> Task description: Render the lines of the entries below as a JSON list of strings, one string per line and no blank lines, covering only the stretch from the line containing "Q: Tag each instance of the balcony" through the end of the entries, both ends included.
########
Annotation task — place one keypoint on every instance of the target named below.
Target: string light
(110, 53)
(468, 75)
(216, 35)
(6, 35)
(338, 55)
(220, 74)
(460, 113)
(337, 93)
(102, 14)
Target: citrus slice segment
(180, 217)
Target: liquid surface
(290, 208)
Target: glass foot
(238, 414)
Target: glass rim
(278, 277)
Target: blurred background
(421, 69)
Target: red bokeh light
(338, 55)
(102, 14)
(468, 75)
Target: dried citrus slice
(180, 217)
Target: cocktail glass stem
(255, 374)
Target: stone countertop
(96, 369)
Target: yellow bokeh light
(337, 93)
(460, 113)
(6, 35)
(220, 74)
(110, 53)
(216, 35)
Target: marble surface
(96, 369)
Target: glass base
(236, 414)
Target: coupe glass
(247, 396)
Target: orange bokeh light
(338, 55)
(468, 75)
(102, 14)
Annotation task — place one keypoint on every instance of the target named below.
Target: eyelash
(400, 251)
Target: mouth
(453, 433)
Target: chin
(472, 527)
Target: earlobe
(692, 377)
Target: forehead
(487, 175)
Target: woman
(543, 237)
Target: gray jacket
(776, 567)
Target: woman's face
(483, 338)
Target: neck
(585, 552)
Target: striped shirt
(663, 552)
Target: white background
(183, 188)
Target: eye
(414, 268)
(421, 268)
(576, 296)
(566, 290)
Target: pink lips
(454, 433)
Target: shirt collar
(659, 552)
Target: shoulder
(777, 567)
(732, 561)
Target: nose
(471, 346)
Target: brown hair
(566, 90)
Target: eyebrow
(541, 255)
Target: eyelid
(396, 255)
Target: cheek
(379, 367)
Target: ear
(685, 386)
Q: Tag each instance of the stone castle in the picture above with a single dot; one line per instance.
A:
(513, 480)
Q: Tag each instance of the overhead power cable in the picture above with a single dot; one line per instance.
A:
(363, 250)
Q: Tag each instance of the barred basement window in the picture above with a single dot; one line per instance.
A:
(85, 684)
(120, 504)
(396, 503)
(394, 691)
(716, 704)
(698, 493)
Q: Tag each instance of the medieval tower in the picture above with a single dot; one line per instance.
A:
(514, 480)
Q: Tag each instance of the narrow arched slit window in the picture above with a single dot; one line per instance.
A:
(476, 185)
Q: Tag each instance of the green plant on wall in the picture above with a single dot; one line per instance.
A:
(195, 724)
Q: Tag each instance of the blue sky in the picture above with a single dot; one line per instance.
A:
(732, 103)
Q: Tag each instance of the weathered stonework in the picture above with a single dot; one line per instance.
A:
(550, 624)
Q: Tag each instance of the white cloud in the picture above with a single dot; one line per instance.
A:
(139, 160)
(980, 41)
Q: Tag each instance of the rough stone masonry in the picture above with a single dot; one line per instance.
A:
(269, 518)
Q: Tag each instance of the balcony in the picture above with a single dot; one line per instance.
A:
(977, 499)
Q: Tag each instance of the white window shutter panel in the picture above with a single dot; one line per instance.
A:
########
> Written response:
[
  "Q: Tag each instance of the balcony in the picture above with a single dot; one line per instance.",
  "A:",
  "(977, 499)",
  "Q: Tag each instance of the white window shutter panel in the picture above with a single dot; one line per instance.",
  "A:"
]